**Provided entries:**
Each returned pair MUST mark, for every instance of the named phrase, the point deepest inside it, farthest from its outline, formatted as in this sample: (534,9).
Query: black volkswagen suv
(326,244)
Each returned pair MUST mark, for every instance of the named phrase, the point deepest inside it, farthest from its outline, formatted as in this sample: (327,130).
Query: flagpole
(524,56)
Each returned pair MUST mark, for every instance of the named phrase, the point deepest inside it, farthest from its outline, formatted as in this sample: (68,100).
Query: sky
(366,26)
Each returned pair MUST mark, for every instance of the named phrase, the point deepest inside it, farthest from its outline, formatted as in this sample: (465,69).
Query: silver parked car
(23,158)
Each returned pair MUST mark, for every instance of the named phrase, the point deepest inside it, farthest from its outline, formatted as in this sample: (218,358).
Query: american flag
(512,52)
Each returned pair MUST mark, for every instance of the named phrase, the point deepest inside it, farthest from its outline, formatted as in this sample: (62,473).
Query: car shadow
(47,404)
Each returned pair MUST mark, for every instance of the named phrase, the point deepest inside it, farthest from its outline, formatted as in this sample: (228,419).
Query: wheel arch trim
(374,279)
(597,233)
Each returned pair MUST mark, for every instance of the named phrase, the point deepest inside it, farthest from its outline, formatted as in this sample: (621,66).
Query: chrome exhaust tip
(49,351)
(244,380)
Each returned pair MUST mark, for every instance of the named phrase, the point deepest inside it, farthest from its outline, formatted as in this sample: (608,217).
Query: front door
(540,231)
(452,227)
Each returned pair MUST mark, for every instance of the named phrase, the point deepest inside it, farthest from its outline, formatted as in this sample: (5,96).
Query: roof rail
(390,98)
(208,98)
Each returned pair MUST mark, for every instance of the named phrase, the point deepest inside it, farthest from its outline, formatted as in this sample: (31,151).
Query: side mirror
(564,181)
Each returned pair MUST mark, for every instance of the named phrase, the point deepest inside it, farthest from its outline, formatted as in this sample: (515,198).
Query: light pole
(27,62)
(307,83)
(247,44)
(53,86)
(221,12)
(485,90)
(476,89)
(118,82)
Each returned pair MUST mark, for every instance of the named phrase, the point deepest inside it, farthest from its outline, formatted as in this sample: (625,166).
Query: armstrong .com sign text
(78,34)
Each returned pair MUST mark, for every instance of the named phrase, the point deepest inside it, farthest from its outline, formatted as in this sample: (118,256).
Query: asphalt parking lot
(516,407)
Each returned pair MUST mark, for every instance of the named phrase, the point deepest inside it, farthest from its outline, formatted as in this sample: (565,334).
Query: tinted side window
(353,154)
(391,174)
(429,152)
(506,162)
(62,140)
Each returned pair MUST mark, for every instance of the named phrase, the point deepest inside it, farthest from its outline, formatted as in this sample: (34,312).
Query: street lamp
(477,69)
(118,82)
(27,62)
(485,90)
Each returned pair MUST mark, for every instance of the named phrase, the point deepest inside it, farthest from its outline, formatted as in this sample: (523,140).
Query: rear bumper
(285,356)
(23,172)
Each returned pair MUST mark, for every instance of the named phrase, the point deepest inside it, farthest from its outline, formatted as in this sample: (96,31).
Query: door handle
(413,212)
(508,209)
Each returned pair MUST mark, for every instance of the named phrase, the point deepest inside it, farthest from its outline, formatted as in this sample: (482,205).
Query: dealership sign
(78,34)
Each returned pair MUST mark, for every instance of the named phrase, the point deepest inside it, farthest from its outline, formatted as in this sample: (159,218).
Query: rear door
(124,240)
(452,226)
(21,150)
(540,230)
---
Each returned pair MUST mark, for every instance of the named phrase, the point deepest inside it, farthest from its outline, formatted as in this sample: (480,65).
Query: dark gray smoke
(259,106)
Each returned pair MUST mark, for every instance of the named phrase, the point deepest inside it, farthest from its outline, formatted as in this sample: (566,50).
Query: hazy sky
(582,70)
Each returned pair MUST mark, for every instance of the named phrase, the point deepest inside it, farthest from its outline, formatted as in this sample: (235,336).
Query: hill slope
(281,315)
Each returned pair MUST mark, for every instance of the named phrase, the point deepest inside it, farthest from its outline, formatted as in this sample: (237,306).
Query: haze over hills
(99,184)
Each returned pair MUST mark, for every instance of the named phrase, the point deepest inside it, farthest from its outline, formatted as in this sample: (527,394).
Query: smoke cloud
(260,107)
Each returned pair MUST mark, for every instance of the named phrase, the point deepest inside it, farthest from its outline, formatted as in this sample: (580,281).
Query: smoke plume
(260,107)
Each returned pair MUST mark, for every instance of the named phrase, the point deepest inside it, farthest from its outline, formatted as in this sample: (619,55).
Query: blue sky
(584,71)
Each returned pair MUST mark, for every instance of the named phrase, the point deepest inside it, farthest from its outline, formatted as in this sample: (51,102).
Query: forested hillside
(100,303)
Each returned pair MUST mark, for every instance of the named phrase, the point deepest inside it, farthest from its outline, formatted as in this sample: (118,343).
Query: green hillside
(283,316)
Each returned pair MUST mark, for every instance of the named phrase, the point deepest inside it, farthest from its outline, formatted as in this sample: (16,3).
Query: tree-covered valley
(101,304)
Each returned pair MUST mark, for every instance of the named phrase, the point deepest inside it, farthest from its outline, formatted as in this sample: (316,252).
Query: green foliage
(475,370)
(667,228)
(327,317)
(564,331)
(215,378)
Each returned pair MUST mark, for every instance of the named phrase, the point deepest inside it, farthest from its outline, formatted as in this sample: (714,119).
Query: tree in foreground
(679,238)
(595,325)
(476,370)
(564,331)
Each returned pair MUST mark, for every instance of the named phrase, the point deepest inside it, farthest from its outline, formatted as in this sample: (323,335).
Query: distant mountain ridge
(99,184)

**What is required:** Find every line in the records above that contains the word "sign", and copy each of those lines in full.

**Solution for this task:**
Query: armstrong .com sign text
Query: dealership sign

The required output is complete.